Bug #116291 innodb crash recovery optimize for MLOG_REC_INSERT
Submitted: 3 Oct 12:11 Modified: 4 Oct 9:16
Reporter: Zihao Wang Email Updates:
Status: Verified Impact on me:
None 
Category:MySQL Server: InnoDB storage engine Severity:S5 (Performance)
Version:8.0 OS:Any
Assigned to: CPU Architecture:Any
Tags: REDO Log

[3 Oct 12:11] Zihao Wang
Description:
When writing a redo log of type MLOG_REC_INSERT, InnoDB will try to find the overlap between the cursor record and the insert record, thereby reducing the amount of redo log written.

Before 8.0.29, MySQL will try to find the overlap when extra_size of cursor_rec equals to extra_size of insert_rec. 

However, after WL #13899, MySQL will additionally check whether cursor_rec.version and insert_rec.version are consistent. And it will only try to find the overlap when two versions are inconsistent, which is a wrong logic and it does not match the comments above the code. 

How to repeat:
You can just go and read the code: https://github.com/mysql/mysql-server/blob/596f0d238489a9cf9f43ce1ff905984f58d227b6/storag...

You can also use gdb to see this phenomenon, the SQL is: 

mysql> create table test_mismatch(a int, b int, c int, primary key(a, b));
Query OK, 0 rows affected (0.05 sec)

mysql> insert into test_mismatch values (1,1,1);
Query OK, 1 row affected (0.01 sec)

mysql> insert into test_mismatch values (1,2,1);
Query OK, 1 row affected (0.00 sec)

In any version before 8.0.29, the length of record data (you can calc in this way: (end_seg_len >> 1)) in MLOG_REC_INSERT for the first insert statement is 31, and the length for the second is 18. The 13-byte difference consists of a 6-byte header, a 4-byte a, and a 3-byte b.

In version after 8.0.29, because of the wrong logic, both length are 31.

Suggested fix:
Change the inequality sign in comparing the versions to an equality sign.
[3 Oct 12:26] MySQL Verification Team
Hi Mr. Wang,

Thank you very much for your bug report.

However, this is a forum for the reports for the reports with fully repeatable test cases. Each test case should consist. of a set of SQL statement that always lead to the performance problem that you are reporting.

You have a test case, but the only part missing is getting the data that will prove your report after the insertion.

We also accept the in-depth code analysis that prove the point.

Hence, we are waiting on your feedback.
[3 Oct 12:28] MySQL Verification Team
Hi Mr. Wang,

We would especially like to know how do we measure this part of your report:

"

In any version before 8.0.29, the length of record data (you can calc in this way: (end_seg_len >> 1)) in MLOG_REC_INSERT for the first insert statement is 31, and the length for the second is 18. The 13-byte difference consists of a 6-byte header, a 4-byte a, and a 3-byte b.

In version after 8.0.29, because of the wrong logic, both length are 31.

"

Last, but not least, can you please explain which is it a wrong logic when both lengths are 31 ???

Many thanks in advance.

========================

▸ **Stated exercise**: Transcribe the passage of the bug report that starts at the words "However, after WL" and ends with the words "affected (0.05 sec)".

▸ **Data shown**:
========================

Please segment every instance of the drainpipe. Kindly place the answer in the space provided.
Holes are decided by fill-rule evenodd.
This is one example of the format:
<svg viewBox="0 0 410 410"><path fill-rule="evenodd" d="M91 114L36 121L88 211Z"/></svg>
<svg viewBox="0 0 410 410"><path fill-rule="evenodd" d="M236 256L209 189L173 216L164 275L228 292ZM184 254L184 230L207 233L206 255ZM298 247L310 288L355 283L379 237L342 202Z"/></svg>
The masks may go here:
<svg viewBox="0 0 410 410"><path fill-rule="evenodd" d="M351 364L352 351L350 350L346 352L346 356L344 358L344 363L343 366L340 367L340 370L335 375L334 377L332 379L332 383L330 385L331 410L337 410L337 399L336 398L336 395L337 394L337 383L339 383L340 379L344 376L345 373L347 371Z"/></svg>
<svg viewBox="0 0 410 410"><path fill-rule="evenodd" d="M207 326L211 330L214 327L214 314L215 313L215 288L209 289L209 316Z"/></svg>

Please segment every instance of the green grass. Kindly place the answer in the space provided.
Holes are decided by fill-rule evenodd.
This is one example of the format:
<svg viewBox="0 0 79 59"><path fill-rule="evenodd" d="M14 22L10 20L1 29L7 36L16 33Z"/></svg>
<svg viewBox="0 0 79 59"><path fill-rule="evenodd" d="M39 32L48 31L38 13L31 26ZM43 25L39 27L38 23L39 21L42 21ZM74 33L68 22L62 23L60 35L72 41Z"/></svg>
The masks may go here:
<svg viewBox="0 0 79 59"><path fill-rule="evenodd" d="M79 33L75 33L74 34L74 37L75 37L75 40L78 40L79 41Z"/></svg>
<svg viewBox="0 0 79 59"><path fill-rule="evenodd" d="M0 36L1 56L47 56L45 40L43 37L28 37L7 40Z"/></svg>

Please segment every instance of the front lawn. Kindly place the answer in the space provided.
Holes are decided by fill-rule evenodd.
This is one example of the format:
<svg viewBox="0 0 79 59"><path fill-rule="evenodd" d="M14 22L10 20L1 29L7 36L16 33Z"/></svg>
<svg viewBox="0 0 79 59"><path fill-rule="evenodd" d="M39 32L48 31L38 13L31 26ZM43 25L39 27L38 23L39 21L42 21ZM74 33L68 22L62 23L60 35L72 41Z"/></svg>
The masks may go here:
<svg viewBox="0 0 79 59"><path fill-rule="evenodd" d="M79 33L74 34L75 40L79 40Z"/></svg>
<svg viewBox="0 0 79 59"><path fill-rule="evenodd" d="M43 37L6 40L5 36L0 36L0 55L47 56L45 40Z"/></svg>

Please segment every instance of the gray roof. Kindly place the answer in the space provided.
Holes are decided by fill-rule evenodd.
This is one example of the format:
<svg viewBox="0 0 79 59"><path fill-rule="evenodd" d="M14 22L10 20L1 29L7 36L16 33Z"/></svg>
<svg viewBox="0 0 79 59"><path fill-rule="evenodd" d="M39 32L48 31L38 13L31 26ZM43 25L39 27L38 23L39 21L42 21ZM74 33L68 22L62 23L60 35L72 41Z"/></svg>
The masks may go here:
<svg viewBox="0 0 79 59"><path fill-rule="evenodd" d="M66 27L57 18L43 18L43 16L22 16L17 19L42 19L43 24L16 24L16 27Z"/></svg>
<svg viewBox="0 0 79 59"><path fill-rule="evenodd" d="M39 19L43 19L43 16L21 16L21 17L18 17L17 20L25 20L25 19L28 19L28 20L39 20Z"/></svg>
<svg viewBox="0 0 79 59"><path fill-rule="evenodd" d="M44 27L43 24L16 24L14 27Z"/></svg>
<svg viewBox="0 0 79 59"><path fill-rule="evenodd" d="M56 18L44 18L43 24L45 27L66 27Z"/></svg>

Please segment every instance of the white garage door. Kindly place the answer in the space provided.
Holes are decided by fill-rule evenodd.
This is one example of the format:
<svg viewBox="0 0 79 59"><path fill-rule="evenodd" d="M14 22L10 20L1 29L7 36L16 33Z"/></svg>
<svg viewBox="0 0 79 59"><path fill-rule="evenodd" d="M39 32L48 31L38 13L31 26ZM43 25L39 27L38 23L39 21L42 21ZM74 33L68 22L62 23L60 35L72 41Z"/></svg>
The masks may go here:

========================

▸ **Written solution**:
However, after WL #13899, MySQL will additionally check whether cursor_rec.version and insert_rec.version are consistent. And it will only try to find the overlap when two versions are inconsistent, which is a wrong logic and it does not match the comments above the code. 

How to repeat:
You can just go and read the code: https://github.com/mysql/mysql-server/blob/596f0d238489a9cf9f43ce1ff905984f58d227b6/storag...

You can also use gdb to see this phenomenon, the SQL is: 

mysql> create table test_mismatch(a int, b int, c int, primary key(a, b));
Query OK, 0 rows affected (0.05 sec)